▸ **TASK 1**: Render this sentence from the Osinowo biography in Spanish: "He received his early education in Ibadan before attending Ijebu Ode Grammar School between 1975 and 1980."
▸ **TASK 2**: From the Osinowo biography, extract word for word the passage between "Military service" and "Defence College, Abuja.", inclusive.

▸ **EXERCISE PASSAGE**:
==*==
16th Commandant of the National Defence College
- In office 11 August 2017 – 4 March 2019
- Preceded by: Samuel Ilesanmi Alade
- Succeeded by: Mackson Kadiri

Personal details
- Born: 8 November 1964 (age 61) Ibadan, Western Region, Nigeria (now in Oyo State)
- Education: Nigerian Naval College

Military service
- Allegiance: Nigeria
- Branch/service: Nigerian Navy
- Years of service: 1981–2019
- Rank: Rear Admiral

= Adeniyi Adejimi Osinowo =

16th Commandant of the National Defence College (Nigeria)

Adeniyi Adejimi Osinowo GSS (born November 8, 1964) is a retired Nigerian Navy admiral who was the 16th commandant of the National Defence College, Abuja.

== Early life ==
Adejimi was born on November 8, 1964, in Ibadan, Nigeria. His parents were George Adekite Osinowo, a former chief magistrate, and Esther Osinowo, a teacher. The Osinowo family of descended from the Odoru ruling house of Iperu, Ogun State.

He received his early education in Ibadan before attending Ijebu Ode Grammar School between 1975 and 1980.

== Military career ==
Adejimi started his military career in 1981 at the Nigerian Naval College and served for 38 years before retiring in March 2019.

Adejimi graduated from Obafemi Awolowo University in 1991 with a First-class honors degree in electronic and electrical engineering. He later took a master's degree in electrical engineering (University of Lagos 1991–93), a post-graduate diploma in international relations and strategic studies (Lagos State University 1999–2000), a master's degree in international affairs and diplomacy (Ahmadu Bello University 2001–02), and a post-graduate diploma in education at the National Open University 2018–19. He completed a post-graduate diploma in strategy and innovation at the University of Oxford Saïd Business School between March 2021 and April 2022.
==*==
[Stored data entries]
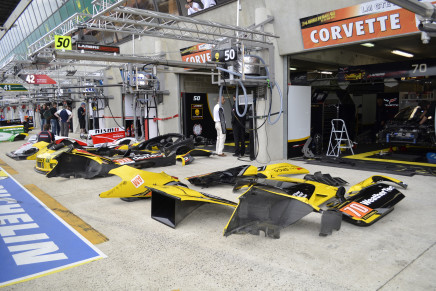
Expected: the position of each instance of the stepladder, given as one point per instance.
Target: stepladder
(339, 139)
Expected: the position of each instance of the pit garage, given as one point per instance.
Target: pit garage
(380, 88)
(135, 194)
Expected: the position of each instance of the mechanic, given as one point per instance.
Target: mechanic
(55, 129)
(428, 113)
(64, 115)
(45, 134)
(81, 114)
(218, 116)
(238, 125)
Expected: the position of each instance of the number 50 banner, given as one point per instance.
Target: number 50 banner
(63, 42)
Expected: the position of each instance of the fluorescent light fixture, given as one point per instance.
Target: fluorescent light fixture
(401, 53)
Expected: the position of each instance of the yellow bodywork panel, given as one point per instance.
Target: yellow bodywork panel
(372, 180)
(186, 194)
(275, 170)
(42, 148)
(321, 194)
(135, 182)
(45, 161)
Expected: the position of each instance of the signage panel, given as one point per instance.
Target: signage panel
(13, 87)
(34, 241)
(38, 79)
(98, 48)
(199, 53)
(371, 20)
(63, 42)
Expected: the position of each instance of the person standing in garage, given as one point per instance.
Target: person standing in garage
(428, 113)
(81, 114)
(218, 117)
(64, 116)
(238, 125)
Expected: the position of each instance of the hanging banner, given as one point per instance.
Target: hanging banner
(98, 48)
(367, 21)
(38, 79)
(13, 87)
(199, 53)
(34, 240)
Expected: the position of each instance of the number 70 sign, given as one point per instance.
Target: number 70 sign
(63, 42)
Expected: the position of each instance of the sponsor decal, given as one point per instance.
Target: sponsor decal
(299, 194)
(200, 53)
(377, 196)
(124, 161)
(137, 181)
(147, 156)
(34, 240)
(356, 209)
(105, 130)
(99, 48)
(197, 129)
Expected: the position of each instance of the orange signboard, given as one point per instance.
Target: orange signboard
(371, 20)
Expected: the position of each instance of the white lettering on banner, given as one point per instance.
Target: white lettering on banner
(203, 58)
(23, 238)
(12, 208)
(9, 230)
(11, 223)
(358, 27)
(36, 253)
(105, 130)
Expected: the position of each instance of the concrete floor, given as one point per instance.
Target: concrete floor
(396, 253)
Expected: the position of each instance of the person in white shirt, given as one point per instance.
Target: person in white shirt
(64, 115)
(220, 135)
(192, 7)
(208, 3)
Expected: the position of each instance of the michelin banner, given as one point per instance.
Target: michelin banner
(34, 241)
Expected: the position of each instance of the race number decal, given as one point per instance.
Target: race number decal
(137, 181)
(356, 209)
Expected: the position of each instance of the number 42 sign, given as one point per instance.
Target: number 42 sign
(63, 42)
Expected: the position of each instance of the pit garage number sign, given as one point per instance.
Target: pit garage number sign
(38, 79)
(63, 42)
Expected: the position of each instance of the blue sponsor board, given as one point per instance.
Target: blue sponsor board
(34, 241)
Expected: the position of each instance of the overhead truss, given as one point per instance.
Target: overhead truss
(110, 16)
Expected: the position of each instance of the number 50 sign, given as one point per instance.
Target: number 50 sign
(63, 42)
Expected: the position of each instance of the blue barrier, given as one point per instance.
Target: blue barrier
(34, 241)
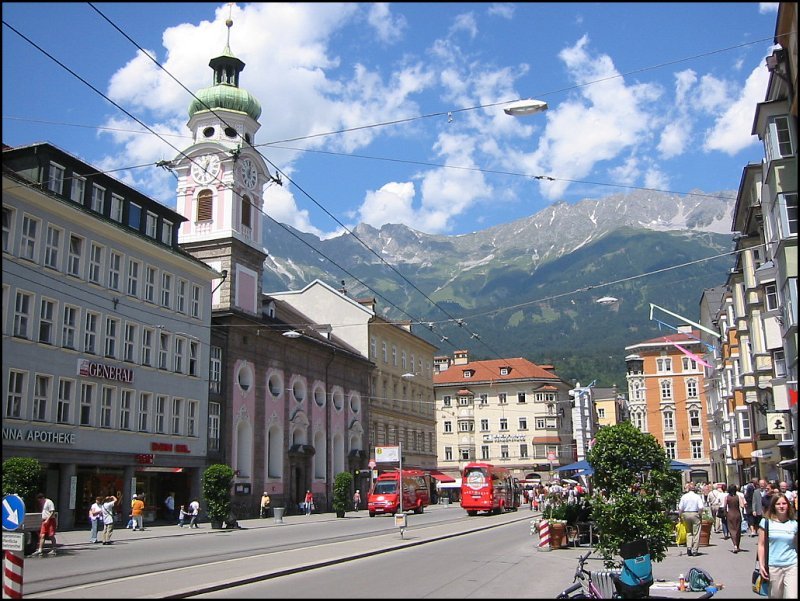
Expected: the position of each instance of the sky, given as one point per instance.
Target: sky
(640, 95)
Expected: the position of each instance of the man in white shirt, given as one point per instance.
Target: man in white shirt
(690, 509)
(48, 527)
(784, 488)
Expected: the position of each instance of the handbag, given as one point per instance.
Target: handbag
(760, 585)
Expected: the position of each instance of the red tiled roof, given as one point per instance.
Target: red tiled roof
(483, 371)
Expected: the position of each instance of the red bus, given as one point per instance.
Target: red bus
(383, 497)
(490, 488)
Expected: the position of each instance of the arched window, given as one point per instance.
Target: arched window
(205, 205)
(246, 212)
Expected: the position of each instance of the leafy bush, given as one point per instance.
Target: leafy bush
(342, 484)
(22, 476)
(634, 491)
(217, 481)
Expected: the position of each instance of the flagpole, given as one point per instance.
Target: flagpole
(400, 481)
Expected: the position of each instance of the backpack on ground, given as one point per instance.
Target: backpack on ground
(698, 580)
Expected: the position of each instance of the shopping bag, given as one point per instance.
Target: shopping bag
(760, 586)
(680, 537)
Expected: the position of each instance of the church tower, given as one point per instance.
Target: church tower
(221, 179)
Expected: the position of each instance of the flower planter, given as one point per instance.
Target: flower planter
(558, 535)
(705, 533)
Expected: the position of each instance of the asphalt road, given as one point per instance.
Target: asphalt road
(436, 548)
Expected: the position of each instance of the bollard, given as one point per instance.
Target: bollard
(544, 535)
(12, 574)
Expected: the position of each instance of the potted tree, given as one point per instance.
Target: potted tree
(635, 490)
(217, 481)
(342, 484)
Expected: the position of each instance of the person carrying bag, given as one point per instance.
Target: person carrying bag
(777, 550)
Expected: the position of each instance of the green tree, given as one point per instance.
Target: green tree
(342, 484)
(634, 491)
(22, 476)
(217, 481)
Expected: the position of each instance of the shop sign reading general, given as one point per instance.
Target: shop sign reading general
(87, 368)
(503, 438)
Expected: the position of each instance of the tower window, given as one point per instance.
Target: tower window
(246, 219)
(205, 205)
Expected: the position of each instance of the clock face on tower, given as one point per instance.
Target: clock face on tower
(205, 168)
(248, 173)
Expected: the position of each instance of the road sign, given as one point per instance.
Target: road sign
(13, 541)
(13, 512)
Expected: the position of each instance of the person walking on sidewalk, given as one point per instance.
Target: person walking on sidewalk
(108, 518)
(96, 518)
(733, 512)
(137, 513)
(265, 501)
(169, 506)
(194, 511)
(48, 527)
(777, 536)
(690, 509)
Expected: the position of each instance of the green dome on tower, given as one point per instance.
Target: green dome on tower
(226, 93)
(225, 96)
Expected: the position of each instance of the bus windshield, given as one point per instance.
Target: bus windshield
(385, 488)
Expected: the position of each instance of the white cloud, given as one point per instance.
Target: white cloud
(465, 22)
(392, 203)
(282, 207)
(601, 122)
(713, 94)
(501, 9)
(674, 138)
(389, 27)
(730, 132)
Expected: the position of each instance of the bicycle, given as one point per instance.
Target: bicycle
(601, 584)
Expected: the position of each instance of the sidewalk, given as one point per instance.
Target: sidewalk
(80, 536)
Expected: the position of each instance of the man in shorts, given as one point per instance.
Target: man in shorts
(48, 528)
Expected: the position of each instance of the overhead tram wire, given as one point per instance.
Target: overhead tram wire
(498, 172)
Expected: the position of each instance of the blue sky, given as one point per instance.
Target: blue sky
(640, 95)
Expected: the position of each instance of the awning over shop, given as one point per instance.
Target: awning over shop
(442, 477)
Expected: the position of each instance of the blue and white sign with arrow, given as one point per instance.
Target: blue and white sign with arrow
(13, 512)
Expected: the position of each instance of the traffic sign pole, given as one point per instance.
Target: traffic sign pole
(14, 559)
(13, 566)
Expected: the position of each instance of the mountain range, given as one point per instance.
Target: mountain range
(529, 288)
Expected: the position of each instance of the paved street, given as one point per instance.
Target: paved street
(731, 570)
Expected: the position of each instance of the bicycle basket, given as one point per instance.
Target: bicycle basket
(636, 576)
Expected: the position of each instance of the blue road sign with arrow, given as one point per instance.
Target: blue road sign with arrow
(13, 512)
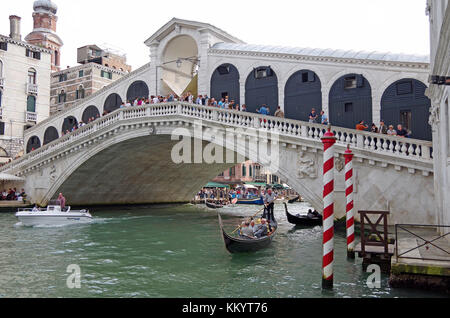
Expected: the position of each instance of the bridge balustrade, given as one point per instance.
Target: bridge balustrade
(371, 142)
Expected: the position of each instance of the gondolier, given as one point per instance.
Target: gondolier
(269, 202)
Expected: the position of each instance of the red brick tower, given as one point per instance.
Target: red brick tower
(44, 30)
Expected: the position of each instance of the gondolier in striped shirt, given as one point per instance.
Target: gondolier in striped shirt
(269, 202)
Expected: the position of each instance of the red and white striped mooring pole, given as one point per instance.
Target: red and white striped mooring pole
(349, 208)
(328, 141)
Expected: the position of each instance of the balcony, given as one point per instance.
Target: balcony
(31, 117)
(32, 88)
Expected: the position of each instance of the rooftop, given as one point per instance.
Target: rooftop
(344, 54)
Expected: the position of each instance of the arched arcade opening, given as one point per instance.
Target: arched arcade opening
(261, 88)
(69, 123)
(89, 113)
(112, 103)
(303, 91)
(404, 102)
(350, 101)
(33, 143)
(137, 89)
(51, 134)
(225, 82)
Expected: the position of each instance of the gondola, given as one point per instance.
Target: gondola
(297, 198)
(302, 220)
(213, 205)
(255, 201)
(242, 245)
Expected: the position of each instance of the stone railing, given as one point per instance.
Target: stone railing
(32, 88)
(31, 117)
(390, 146)
(66, 111)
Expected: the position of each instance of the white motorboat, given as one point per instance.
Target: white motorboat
(53, 215)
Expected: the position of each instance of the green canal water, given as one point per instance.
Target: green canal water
(173, 251)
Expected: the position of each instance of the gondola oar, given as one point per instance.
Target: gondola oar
(252, 217)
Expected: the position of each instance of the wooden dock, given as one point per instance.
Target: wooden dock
(375, 247)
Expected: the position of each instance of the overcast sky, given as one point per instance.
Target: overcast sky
(399, 26)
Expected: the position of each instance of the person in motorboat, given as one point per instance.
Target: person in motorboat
(62, 201)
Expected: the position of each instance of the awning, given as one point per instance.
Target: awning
(216, 185)
(10, 177)
(257, 184)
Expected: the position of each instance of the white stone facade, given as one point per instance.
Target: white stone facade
(439, 14)
(15, 89)
(91, 79)
(381, 70)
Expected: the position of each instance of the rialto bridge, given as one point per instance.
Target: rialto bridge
(125, 157)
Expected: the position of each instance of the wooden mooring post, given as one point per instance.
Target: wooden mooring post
(375, 247)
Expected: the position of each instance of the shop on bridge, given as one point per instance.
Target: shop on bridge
(303, 91)
(350, 101)
(404, 102)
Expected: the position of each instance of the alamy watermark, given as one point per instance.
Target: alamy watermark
(374, 279)
(74, 279)
(225, 146)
==*==
▸ **REPLY 1**: Recibió su educación temprana en Ibadan antes de asistir a la Ijebu Ode Grammar School entre 1975 y 1980.

▸ **REPLY 2**:
Military service
- Allegiance: Nigeria
- Branch/service: Nigerian Navy
- Years of service: 1981–2019
- Rank: Rear Admiral

= Adeniyi Adejimi Osinowo =

16th Commandant of the National Defence College (Nigeria)

Adeniyi Adejimi Osinowo GSS (born November 8, 1964) is a retired Nigerian Navy admiral who was the 16th commandant of the National Defence College, Abuja.